→ WHAT NEEDS TO BE DONE
Copy the records below word for word, leaving out the pictures.

Start of EXTRACTED DATA

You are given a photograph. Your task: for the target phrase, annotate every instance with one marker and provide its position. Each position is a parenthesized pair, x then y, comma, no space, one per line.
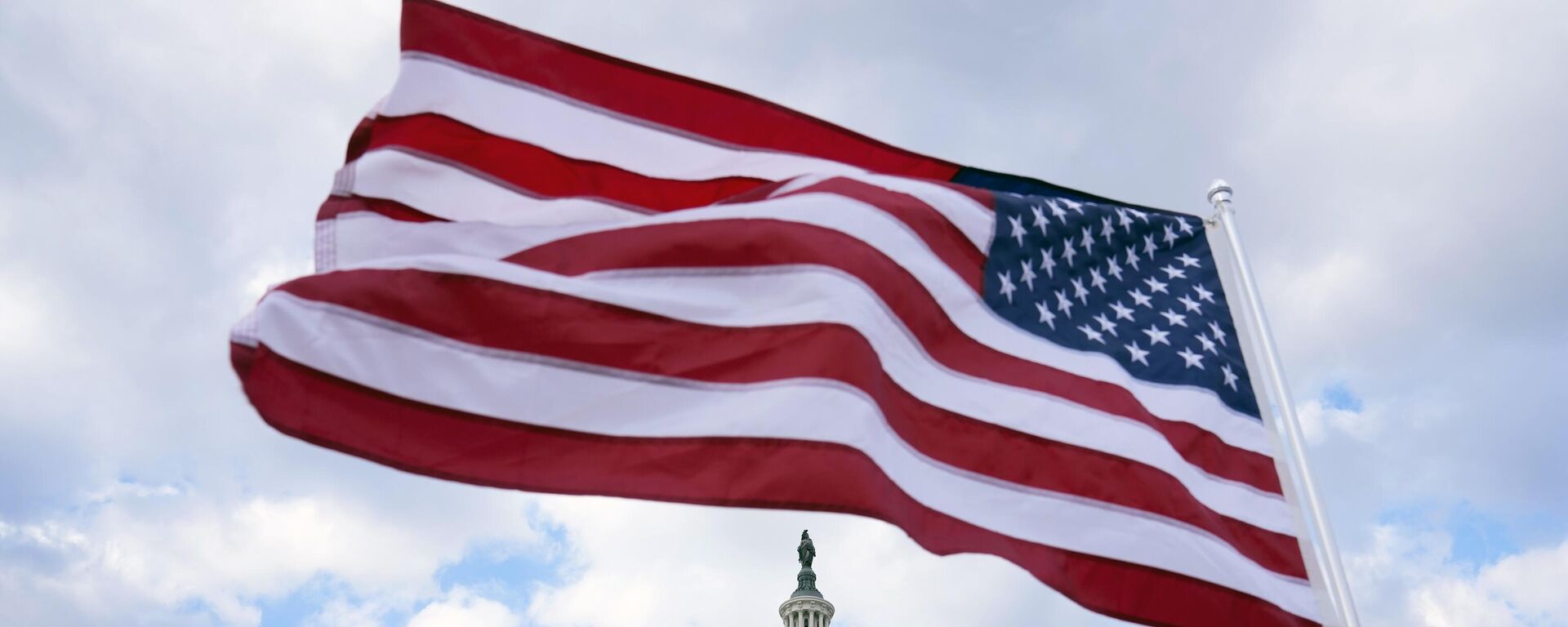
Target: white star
(1123,313)
(1092,334)
(1138,354)
(1045,315)
(1018,228)
(1106,325)
(1142,300)
(1040,218)
(1097,279)
(1208,344)
(1203,295)
(1174,318)
(1007,286)
(1058,211)
(1218,334)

End of EXTRACTED DATA

→ RESPONSE TO THIS EXERCISE
You are given a photograph. Your task: for the target phrase, annotate every instance with one marker and provide its position. Each position is a parenthesized pair, x then y, comma, no space, one per line.
Target: white star
(1123,313)
(1092,334)
(1138,354)
(1045,315)
(1018,228)
(1106,325)
(1142,300)
(1040,218)
(1097,279)
(1208,344)
(1203,295)
(1174,318)
(1007,286)
(1058,211)
(1218,334)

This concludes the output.